Selected passage:
::::

# hashi and too much meds



## daisydaisy (May 12, 2010)

I am overstimulated feels like last years episode just not quite as bad as my meds aren't as high as last year.last year I ended up in ER with highblood pressure. I slept one hr all of last night along with all the uncomfortable symptoms. I think I drank four bottles of water in the wee hours...running a marathon. so what to do now ? going to docs today, I think he will suggest to skip one to two days of meds completely then go back on a Lower dose. if I wait any longer off meds I will go badly hypo like last year with a tsh of 33 . I hope and pray that I level out in a few weeks. I don't tink there is another route to take with hash antibodies in full swing now. I have a question....does antibodies skew tsh and t4 results? I refuse to take Ativan I find when wake up from that calm state the jitters feel worse when they come back in full swing. maybe gravel will help.


----------



## Octavia (Aug 1, 2011)

How are you doing now, and what did the doctor say?

Be careful drinking too much water all at once - that can be toxic.


----------



## Andros (Aug 26, 2009)

daisydaisy said:


> I am overstimulated feels like last years episode just not quite as bad as my meds aren't as high as last year.last year I ended up in ER with highblood pressure. I slept one hr all of last night along with all the uncomfortable symptoms. I think I drank four bottles of water in the wee hours...running a marathon. so what to do now ? going to docs today, I think he will suggest to skip one to two days of meds completely then go back on a Lower dose. if I wait any longer off meds I will go badly hypo like last year with a tsh of 33 . I hope and pray that I level out in a few weeks. I don't tink there is another route to take with hash antibodies in full swing now. I have a question....does antibodies skew tsh and t4 results? I refuse to take Ativan I find when wake up from that calm state the jitters feel worse when they come back in full swing. maybe gravel will help.


Have you made arrangements for labs? It would be good to see where your numbers are.

Yes, antibodies can skew some lab results. Actually, the results are not wrong, they just don't tell the story.


----------



## daisydaisy (May 12, 2010)

Hello. Still waiting on thyroid tests. I had my five hr glucose test today and had to fast since last night. I am happy to say I failed miserably, I crashed and burned. Didn't make it past the three hour mark. My sugar plummeted way low I was going to pass out so they stopped the test. Yay now I know what is wrong with me and the doctors don't think it's all in my head. Bad news is that I have hypoglycemia and must eat every three hours to maintain my levels. Bad news is that I am sensitive to sugar changes so I get the jitters easily. There is another term for that too when I googled it, people who are sensitive to epinephrine and hormone changes. I follow up with my doc about this on Friday. Bad news is when I'm sick with a stomach virus and not eating well it makes the symptoms worse. Will keep you posted.

::::

Given data:
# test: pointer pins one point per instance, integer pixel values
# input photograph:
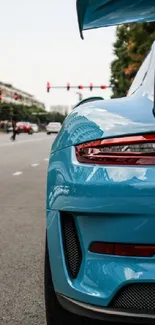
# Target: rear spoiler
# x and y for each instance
(102, 13)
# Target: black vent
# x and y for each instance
(72, 249)
(137, 296)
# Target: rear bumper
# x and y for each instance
(106, 314)
(109, 204)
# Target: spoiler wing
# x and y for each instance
(102, 13)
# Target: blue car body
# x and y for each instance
(101, 203)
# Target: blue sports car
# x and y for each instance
(100, 243)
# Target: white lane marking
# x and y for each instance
(21, 142)
(17, 173)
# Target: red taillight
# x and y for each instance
(123, 249)
(131, 150)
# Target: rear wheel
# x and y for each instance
(55, 314)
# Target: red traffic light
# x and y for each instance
(15, 96)
(68, 86)
(91, 86)
(48, 86)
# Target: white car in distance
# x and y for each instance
(53, 127)
(35, 127)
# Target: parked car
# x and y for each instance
(24, 127)
(35, 127)
(53, 127)
(100, 242)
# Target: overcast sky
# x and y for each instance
(40, 42)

::::

Questions:
**A)** According to the thread, how often does daisydaisy have to eat to maintain levels after the glucose test?
**B)** Please copy the stretch of the thread from "## Octavia (Aug" through "(Aug 26, 2009)".

Exercise responses:
**A)** Every three hours.

**B)**
## Octavia (Aug 1, 2011)

How are you doing now, and what did the doctor say?

Be careful drinking too much water all at once - that can be toxic.


----------



## Andros (Aug 26, 2009)